Job:
Everything from the line containing "Point to the car." to the last line of the records must be returned verbatim; nothing else belongs in the output.

Provided data:
- - - - - - -
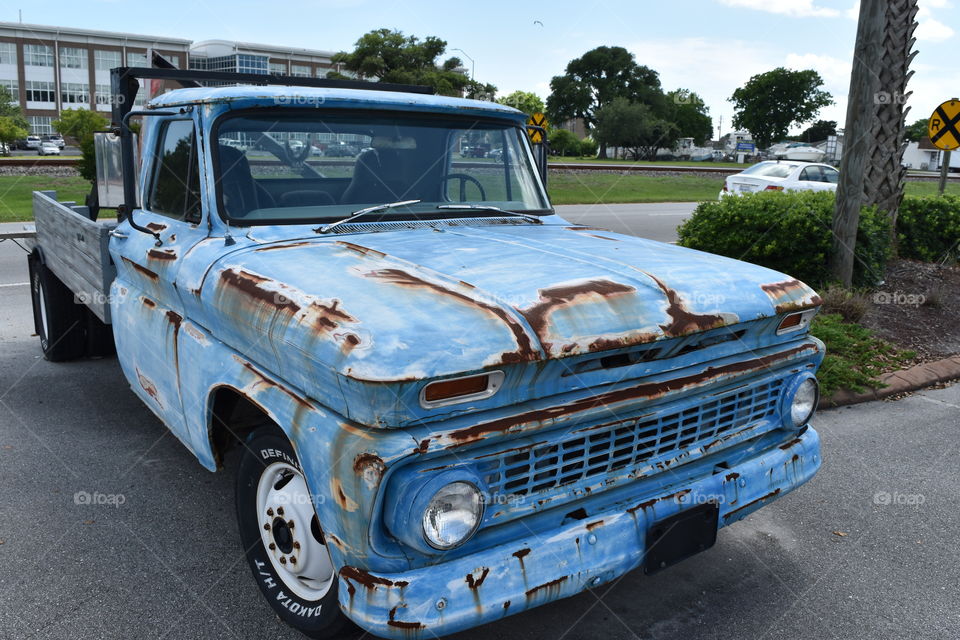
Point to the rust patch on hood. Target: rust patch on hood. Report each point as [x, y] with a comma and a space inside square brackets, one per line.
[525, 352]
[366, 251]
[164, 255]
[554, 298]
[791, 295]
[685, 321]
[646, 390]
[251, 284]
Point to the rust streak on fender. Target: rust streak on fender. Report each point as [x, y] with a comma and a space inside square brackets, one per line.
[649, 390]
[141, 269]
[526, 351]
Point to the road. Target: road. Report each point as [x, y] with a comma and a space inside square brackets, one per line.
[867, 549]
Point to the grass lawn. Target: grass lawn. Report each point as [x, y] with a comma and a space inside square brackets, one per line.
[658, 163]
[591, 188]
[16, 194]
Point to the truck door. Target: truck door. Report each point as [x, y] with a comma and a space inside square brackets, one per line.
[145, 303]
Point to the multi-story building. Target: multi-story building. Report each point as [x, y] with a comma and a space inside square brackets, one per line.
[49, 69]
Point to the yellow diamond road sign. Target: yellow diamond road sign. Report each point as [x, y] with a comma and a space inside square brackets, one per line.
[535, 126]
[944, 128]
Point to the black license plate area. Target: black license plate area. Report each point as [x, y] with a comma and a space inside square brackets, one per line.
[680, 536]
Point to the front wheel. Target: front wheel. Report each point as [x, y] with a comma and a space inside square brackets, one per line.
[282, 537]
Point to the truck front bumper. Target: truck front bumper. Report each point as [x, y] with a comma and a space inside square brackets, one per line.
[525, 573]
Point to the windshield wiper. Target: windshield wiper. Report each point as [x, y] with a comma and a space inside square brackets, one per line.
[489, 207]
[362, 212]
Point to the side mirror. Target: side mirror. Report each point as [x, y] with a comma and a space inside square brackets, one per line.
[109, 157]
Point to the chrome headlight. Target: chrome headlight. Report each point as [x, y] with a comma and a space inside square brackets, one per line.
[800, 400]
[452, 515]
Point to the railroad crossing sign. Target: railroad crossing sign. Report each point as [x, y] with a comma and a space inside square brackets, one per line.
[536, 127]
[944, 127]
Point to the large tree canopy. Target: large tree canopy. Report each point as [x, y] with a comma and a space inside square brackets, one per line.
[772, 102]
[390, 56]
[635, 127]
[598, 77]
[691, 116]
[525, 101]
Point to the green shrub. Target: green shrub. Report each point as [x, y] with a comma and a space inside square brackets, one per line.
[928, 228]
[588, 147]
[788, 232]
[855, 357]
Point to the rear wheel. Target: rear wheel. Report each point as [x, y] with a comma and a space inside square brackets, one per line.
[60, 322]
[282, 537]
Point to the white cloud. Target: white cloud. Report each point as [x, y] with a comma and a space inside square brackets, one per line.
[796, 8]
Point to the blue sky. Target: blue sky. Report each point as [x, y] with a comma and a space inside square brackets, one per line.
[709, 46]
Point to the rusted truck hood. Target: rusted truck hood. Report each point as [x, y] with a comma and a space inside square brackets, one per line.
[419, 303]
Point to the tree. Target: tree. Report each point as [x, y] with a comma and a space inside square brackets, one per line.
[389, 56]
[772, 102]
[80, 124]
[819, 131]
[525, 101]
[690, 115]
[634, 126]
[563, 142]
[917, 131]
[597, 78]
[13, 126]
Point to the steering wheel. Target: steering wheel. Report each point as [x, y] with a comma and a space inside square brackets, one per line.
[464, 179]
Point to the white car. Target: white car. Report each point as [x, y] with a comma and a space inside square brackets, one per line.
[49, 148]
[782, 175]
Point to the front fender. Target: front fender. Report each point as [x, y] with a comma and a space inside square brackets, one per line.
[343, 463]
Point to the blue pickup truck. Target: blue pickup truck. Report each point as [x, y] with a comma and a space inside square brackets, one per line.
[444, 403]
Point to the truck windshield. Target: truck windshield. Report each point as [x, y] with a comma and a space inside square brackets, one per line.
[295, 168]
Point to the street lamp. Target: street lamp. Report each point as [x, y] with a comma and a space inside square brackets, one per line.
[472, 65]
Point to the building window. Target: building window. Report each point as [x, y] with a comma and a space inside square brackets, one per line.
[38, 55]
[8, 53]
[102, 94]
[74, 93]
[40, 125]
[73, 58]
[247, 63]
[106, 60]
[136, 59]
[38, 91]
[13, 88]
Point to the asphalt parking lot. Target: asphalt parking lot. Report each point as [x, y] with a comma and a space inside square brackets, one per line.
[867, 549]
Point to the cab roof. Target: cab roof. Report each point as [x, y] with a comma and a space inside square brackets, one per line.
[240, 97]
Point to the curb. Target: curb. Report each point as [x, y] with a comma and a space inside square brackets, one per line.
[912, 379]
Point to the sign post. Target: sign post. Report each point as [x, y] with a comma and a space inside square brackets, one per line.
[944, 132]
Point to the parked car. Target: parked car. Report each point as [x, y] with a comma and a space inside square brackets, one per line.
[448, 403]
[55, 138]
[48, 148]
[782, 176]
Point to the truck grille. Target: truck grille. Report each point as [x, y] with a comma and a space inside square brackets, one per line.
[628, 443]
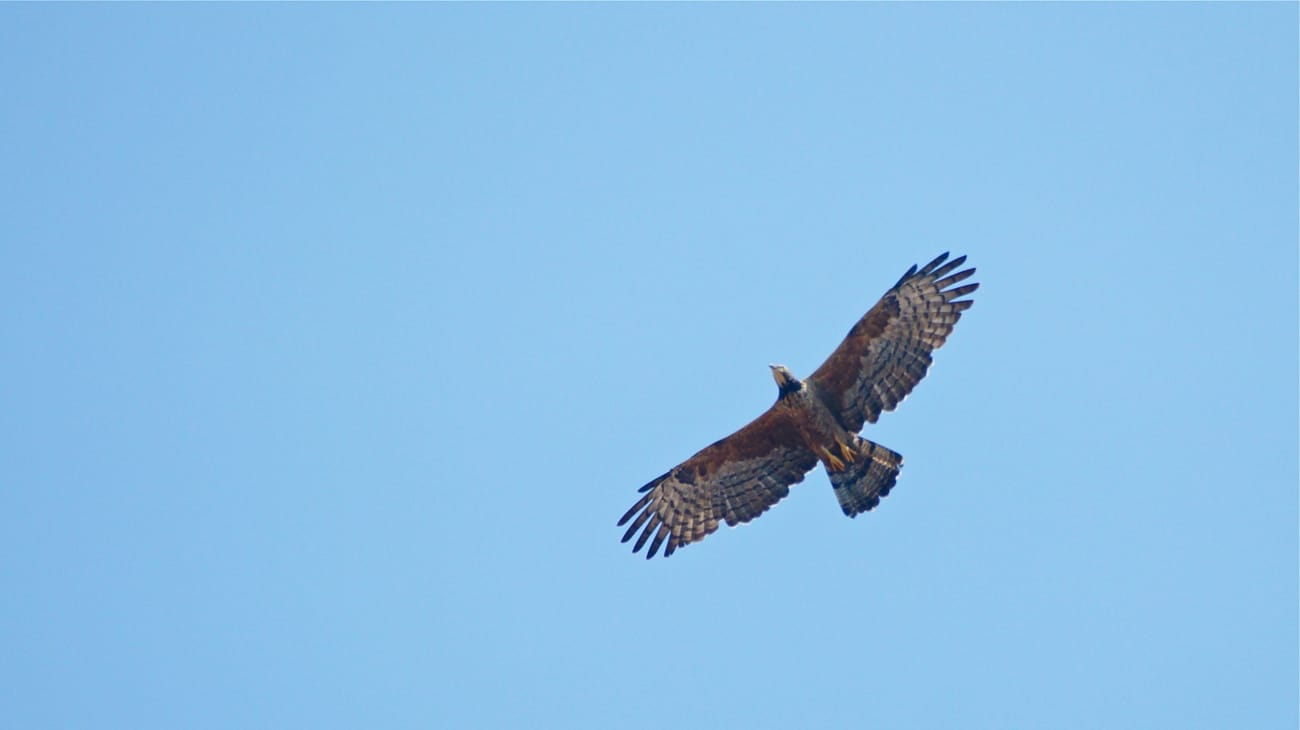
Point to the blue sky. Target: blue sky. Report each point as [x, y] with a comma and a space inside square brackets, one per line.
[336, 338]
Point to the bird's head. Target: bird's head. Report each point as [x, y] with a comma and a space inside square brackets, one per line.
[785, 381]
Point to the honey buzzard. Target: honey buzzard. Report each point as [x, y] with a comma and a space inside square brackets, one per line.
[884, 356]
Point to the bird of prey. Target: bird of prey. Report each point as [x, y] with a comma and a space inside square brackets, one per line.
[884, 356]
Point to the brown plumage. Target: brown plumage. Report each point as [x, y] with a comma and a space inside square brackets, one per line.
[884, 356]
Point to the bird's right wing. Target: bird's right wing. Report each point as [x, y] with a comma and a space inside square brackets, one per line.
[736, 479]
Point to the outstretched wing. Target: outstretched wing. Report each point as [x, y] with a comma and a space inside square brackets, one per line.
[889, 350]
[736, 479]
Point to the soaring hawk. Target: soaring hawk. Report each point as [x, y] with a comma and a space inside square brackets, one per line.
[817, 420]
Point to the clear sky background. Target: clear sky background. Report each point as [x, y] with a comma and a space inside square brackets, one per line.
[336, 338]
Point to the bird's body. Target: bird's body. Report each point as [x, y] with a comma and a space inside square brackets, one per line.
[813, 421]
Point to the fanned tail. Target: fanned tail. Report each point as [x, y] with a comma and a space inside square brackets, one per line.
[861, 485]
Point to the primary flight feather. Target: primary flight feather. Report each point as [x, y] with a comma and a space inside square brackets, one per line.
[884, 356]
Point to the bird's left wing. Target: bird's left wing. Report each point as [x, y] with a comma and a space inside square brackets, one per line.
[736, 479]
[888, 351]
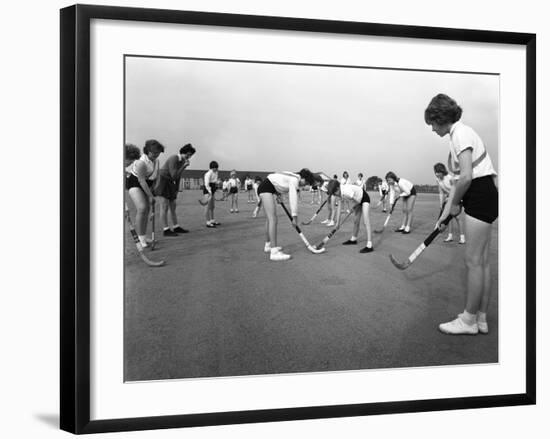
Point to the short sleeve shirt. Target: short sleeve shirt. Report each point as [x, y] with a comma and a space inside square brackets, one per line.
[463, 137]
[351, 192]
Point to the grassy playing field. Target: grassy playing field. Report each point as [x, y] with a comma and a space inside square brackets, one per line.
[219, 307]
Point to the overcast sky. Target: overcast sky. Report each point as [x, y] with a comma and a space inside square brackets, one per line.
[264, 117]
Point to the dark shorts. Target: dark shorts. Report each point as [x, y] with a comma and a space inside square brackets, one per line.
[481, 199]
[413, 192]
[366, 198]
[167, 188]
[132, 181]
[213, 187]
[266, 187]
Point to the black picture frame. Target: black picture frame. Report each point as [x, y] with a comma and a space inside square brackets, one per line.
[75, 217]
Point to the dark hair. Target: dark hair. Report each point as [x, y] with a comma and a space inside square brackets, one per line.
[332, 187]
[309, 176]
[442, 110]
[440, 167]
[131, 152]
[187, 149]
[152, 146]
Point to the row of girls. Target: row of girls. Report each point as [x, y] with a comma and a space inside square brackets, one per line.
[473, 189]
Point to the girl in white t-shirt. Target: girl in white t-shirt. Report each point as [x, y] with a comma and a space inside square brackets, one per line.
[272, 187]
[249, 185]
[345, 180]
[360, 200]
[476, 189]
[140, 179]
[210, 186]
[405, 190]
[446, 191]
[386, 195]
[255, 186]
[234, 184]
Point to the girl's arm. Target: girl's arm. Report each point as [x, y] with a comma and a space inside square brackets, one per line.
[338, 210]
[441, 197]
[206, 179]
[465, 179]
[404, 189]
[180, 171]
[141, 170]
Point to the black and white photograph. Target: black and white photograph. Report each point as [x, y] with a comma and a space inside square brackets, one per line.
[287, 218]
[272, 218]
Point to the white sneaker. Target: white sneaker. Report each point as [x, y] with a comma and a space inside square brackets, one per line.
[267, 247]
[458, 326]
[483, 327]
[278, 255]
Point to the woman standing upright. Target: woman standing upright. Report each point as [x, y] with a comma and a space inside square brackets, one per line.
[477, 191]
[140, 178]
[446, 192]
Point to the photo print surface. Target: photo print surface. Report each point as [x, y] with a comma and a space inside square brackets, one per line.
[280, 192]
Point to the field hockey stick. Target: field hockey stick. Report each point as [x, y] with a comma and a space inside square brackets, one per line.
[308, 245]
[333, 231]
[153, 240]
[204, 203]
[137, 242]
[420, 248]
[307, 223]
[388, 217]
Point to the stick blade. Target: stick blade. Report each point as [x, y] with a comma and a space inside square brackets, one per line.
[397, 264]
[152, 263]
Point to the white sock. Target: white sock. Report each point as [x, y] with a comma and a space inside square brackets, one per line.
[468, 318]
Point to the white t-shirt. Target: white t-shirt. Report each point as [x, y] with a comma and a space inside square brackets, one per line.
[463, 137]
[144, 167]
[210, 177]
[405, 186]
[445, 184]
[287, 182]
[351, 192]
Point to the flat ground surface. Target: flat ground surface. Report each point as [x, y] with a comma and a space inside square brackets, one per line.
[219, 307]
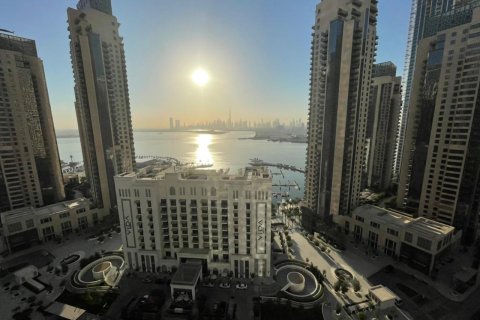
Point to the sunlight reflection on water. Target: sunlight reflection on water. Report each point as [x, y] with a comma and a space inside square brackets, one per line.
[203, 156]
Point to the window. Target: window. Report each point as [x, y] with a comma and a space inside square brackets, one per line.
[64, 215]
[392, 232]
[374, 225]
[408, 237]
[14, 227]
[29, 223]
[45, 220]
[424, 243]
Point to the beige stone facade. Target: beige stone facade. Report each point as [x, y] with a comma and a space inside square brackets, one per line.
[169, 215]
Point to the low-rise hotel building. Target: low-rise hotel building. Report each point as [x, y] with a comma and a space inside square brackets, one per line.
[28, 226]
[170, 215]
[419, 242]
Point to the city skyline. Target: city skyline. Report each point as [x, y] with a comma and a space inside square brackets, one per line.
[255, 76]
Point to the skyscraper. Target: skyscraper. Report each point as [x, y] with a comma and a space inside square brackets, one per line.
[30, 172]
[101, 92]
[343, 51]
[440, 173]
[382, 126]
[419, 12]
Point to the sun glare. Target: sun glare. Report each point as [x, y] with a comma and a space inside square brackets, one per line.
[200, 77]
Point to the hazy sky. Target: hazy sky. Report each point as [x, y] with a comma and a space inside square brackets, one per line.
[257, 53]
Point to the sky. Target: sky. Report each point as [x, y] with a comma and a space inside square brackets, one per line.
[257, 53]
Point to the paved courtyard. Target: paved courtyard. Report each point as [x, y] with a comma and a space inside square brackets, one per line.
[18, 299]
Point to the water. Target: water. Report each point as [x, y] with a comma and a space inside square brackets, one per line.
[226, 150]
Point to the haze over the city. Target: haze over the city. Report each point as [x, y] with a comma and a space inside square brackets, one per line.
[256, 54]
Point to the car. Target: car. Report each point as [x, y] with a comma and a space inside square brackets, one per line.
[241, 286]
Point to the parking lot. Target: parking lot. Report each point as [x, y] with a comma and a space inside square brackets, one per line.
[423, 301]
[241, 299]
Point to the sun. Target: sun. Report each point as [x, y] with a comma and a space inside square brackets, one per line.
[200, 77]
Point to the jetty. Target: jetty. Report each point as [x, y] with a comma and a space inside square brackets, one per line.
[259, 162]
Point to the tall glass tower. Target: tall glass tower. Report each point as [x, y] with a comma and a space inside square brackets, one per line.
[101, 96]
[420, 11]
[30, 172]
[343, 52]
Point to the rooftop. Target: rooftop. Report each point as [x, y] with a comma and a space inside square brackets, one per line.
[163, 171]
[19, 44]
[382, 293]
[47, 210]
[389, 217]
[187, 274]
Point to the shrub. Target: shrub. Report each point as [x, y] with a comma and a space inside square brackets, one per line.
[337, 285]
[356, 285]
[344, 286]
- - - - - - -
Output of the task:
Point to the car. Target: car. Report each point as [x, y] with a comma and a space inside square brackets, one per line.
[241, 286]
Point to the parking lot. Target: parking lot. Report each point as [x, y] with a comma and a space inside square brackets, one per line.
[423, 301]
[241, 299]
Point to the sun. Target: sun. Report each point as [x, y] with a comma and a space inside square brackets, one per line.
[200, 77]
Point to the jetty. Target: jetty. Report each point as [x, y] with a comma and a space inside square brackets, one per line.
[259, 162]
Point to the tall glass tower. Target: tall glass tower. Report each point as [x, y] with a comma and a space inside square brackets, one per line.
[101, 96]
[420, 11]
[30, 172]
[343, 52]
Point to the rooftop. Target: rooftop. Report each point as [x, y] with a comma and a space inside square brackets, one per line.
[163, 171]
[19, 44]
[382, 293]
[47, 210]
[389, 217]
[187, 274]
Point to the shrub. Target: shrub. Report each point as [x, y] with a comma and a space inside square brackets, one per line.
[337, 285]
[356, 285]
[344, 286]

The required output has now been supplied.